**WHAT THIS TASK INVOLVES:**
In the following material, identify every line holding the string "point" and return it.

**SOURCE RECORDS:**

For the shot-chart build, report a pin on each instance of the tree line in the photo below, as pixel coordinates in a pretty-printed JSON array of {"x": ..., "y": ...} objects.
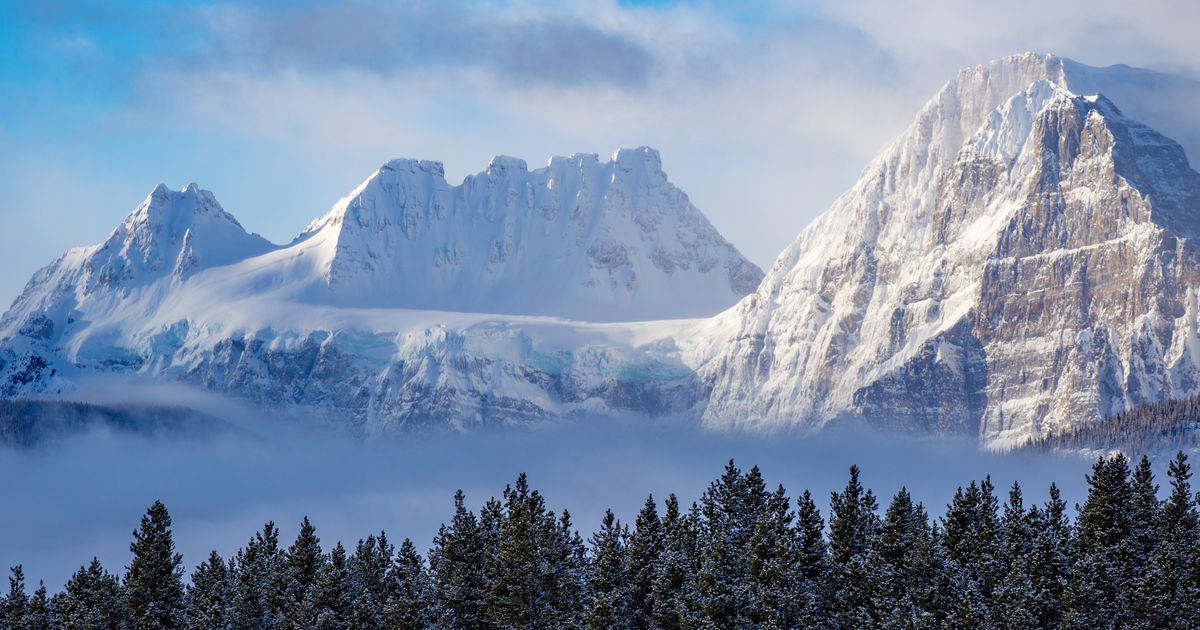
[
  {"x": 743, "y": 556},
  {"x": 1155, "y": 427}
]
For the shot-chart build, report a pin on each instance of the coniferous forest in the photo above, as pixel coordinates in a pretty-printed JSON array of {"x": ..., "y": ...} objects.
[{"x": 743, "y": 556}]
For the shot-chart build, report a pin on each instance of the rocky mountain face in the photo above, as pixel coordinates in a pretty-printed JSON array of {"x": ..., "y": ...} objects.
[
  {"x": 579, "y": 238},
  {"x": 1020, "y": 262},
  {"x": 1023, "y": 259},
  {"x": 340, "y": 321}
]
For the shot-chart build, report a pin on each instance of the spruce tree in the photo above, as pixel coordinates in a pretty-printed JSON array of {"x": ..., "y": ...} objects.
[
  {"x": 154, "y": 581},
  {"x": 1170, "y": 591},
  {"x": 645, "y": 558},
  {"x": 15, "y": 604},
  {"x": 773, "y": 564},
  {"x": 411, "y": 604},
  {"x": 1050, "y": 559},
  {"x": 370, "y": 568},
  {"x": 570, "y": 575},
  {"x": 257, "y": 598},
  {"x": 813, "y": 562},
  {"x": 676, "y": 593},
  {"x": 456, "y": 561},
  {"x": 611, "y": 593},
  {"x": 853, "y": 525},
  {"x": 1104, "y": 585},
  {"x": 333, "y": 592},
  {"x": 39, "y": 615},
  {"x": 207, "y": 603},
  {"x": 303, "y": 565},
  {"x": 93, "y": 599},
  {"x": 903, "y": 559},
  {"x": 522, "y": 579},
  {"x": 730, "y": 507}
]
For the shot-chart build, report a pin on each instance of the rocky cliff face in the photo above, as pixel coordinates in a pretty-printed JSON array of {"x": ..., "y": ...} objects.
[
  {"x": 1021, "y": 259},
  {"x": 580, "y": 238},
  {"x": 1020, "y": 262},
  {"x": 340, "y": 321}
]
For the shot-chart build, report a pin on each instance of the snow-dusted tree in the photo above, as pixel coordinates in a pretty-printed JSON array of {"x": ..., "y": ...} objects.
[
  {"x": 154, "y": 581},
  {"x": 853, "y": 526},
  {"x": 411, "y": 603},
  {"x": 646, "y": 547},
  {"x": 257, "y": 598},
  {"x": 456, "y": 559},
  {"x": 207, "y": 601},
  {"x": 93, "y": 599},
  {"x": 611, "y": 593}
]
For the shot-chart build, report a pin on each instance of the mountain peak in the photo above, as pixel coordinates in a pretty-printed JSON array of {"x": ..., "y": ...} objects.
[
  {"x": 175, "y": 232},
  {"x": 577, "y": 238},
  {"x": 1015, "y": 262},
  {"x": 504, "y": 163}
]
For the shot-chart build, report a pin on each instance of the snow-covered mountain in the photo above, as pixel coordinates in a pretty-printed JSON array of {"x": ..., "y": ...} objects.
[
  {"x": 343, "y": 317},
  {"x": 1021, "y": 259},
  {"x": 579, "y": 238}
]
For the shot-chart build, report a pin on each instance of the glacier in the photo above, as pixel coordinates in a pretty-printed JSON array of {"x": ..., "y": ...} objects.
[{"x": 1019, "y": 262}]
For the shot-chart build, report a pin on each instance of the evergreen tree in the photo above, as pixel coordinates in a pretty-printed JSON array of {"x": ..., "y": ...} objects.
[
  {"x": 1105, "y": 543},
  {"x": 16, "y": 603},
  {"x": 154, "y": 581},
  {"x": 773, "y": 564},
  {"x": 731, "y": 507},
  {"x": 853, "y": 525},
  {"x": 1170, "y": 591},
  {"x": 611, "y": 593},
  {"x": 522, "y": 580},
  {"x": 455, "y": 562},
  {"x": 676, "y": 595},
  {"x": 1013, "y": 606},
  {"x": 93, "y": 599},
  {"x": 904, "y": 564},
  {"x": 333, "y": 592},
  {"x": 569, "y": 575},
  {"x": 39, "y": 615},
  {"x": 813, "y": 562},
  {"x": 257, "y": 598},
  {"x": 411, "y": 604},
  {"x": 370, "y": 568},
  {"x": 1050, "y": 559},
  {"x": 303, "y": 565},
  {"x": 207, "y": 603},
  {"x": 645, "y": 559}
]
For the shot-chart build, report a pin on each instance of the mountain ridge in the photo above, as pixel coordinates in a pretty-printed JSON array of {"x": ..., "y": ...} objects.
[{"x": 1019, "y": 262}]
* * *
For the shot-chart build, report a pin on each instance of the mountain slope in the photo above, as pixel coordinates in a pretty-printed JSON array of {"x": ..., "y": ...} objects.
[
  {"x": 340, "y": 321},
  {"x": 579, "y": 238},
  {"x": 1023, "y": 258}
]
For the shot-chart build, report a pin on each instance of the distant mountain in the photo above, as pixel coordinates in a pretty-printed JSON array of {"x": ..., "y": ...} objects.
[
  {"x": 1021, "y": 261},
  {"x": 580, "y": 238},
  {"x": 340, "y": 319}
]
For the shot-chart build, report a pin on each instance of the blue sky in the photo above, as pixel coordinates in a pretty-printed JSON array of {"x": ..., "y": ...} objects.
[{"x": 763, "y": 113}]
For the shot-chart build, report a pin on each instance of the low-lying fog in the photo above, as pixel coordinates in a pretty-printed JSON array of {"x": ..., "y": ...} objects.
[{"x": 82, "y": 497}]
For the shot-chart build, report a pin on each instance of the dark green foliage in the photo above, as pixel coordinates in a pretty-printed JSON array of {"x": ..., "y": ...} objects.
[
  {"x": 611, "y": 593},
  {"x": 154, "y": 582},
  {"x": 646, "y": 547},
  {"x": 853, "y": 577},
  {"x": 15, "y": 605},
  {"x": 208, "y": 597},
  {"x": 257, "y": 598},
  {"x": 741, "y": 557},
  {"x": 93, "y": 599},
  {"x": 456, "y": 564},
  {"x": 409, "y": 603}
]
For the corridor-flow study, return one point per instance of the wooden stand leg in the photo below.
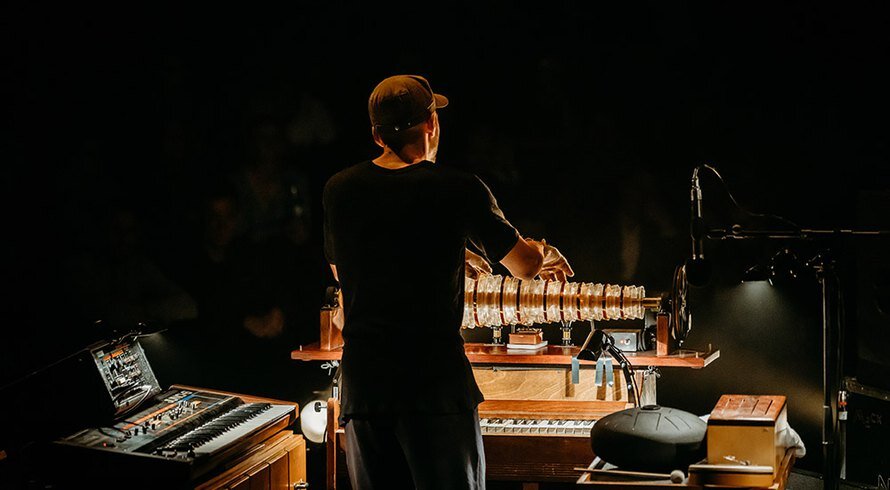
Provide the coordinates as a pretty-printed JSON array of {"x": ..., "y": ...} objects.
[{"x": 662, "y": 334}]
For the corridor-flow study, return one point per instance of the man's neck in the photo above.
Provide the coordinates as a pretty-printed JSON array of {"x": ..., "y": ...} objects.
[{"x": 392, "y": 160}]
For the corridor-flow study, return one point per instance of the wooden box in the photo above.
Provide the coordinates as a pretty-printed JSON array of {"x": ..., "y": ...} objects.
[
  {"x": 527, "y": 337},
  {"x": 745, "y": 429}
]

**RESPONSE TO THIS EXERCISE:**
For the corridor-flow study, return one point per instance of the wooden stand leg in the photo below.
For the corridor-flow study, return one point per instance of the man's neck in the photo above.
For the corridor-flow study, return one point per instance of the wooden box in the photo above.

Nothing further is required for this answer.